━━ Stored records ━━

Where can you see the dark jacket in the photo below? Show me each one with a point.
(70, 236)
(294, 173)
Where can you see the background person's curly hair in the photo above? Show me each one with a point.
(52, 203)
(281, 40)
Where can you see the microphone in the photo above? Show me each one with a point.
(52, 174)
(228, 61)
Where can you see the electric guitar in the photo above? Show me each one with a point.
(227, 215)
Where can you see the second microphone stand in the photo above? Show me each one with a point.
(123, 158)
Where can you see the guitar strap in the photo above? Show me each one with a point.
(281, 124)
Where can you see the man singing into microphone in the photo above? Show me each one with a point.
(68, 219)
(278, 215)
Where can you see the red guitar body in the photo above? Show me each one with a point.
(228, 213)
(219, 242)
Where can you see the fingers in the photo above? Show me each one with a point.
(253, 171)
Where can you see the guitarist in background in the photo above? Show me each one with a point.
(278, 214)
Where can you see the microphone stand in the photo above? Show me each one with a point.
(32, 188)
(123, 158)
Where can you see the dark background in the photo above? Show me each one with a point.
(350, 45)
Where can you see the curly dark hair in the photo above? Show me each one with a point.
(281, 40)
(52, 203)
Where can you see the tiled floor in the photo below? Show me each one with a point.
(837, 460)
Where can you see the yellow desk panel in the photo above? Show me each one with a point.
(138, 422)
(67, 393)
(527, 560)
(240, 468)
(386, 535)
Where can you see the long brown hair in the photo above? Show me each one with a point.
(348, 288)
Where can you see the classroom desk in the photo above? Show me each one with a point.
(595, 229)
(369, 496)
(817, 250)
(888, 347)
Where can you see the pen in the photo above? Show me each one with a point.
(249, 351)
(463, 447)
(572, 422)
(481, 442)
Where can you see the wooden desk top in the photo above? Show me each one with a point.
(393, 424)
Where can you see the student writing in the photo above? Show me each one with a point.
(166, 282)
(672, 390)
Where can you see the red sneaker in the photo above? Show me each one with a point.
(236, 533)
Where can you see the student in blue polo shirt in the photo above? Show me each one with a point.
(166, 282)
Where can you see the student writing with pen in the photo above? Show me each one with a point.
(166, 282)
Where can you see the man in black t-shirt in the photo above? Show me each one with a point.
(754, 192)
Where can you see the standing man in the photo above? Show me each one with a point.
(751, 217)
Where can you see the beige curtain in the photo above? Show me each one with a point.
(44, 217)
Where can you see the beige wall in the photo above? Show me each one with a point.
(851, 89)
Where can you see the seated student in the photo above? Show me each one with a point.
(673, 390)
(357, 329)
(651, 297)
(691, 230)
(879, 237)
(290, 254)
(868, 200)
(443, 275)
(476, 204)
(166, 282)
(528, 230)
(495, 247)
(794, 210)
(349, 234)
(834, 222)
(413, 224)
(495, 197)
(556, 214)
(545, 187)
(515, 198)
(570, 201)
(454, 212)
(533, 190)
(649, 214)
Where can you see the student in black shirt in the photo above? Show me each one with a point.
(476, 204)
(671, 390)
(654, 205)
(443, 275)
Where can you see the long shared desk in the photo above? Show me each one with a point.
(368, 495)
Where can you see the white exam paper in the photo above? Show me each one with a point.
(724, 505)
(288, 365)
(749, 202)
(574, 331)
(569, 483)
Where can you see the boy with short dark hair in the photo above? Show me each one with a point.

━━━

:: Your task ::
Each line above must be printed exactly as it appears.

:: Exercise output ::
Where can you see the dark jacket in the photo below? Show me each one with a point.
(70, 236)
(294, 173)
Where can you see the background person's curly hair in the photo above? Show me each one with a point.
(52, 203)
(281, 40)
Where can you see the microphone in the photo above? Show me each one with a point.
(52, 174)
(228, 61)
Where can you see the electric guitar in the photo above? Show me each one with a point.
(227, 215)
Where can you see the second microphone stand in the photo above? Show me each one with a point.
(123, 158)
Where can you see the guitar strap in the photo above? Show me each one with a point.
(281, 124)
Where can you see the man singing into microphone in the photo above? Show me each one with a point.
(68, 219)
(278, 215)
Where can you see the red guitar body in the photo above? Show me each one with a point.
(228, 213)
(219, 242)
Where can you see the fingers in the photo above? Show me each one with a point.
(253, 171)
Where can you see the guitarist in background in the photo above? Show me each one with a point.
(278, 214)
Where can you see the microphone stand in the photo above? Show me each one with a point.
(32, 188)
(123, 158)
Where can you see the dark background in the photo above? Show me each one with a point.
(350, 45)
Where can you see the curly dark hair in the photo above? Show me each one with a point.
(281, 40)
(52, 203)
Where can you see the tiled floor in the photo below? Show me each one with a point.
(837, 460)
Where can you see the yellow desk panel in the photo above? Show me each one with a point.
(138, 422)
(67, 393)
(527, 560)
(240, 468)
(386, 535)
Where can you see the long brown hair in the photo above? Show me each one with a point.
(348, 288)
Where can you see the classroom desk in the photo above? Show me each one with a point.
(595, 229)
(369, 496)
(817, 250)
(888, 347)
Where can you see the pen in the photo above? Show me each one with a point.
(249, 351)
(463, 447)
(572, 422)
(481, 442)
Where can you see the wooden desk top in the photo above? Show me each one with a point.
(393, 424)
Where can you see the student writing in the photo above? Show me each one with a point.
(166, 282)
(672, 390)
Where can you see the red sneaker in the photo above? Show me each one with a point.
(236, 533)
Where can you see the student in blue polo shirt in the photo above? Show me each one with a point.
(166, 282)
Where can you see the student writing with pen in the photo above? Show me each one with a point.
(166, 282)
Where can you see the man in black t-shirt in the photo above? Show me each one with a point.
(754, 192)
Where can you see the standing man in the photo above? Show me each one with a point.
(751, 217)
Where can you see the beige curtain in the photo above? Show me each one with a point.
(44, 217)
Where can you see the beige wall in the photo above? Show me each one with a point.
(851, 89)
Where can you see the seated student in the photo above? Show me each one with a point.
(673, 390)
(357, 329)
(651, 297)
(691, 230)
(879, 237)
(290, 254)
(868, 200)
(443, 275)
(476, 204)
(166, 282)
(528, 230)
(495, 247)
(794, 210)
(349, 234)
(834, 222)
(413, 224)
(495, 197)
(556, 214)
(545, 187)
(515, 198)
(570, 201)
(454, 212)
(533, 190)
(649, 214)
Where can you see the student in black shirt in the photo above? Show me each one with a point.
(476, 204)
(671, 390)
(654, 205)
(443, 275)
Where can you see the long shared desk in the photo above? Show me each one with a point.
(368, 495)
Where can you see the white exam paper in the photo above? Show me each one with a point.
(724, 505)
(288, 365)
(749, 202)
(574, 331)
(569, 483)
Where can you see the boy with short dark hair in the photo above? Show me each one with a point.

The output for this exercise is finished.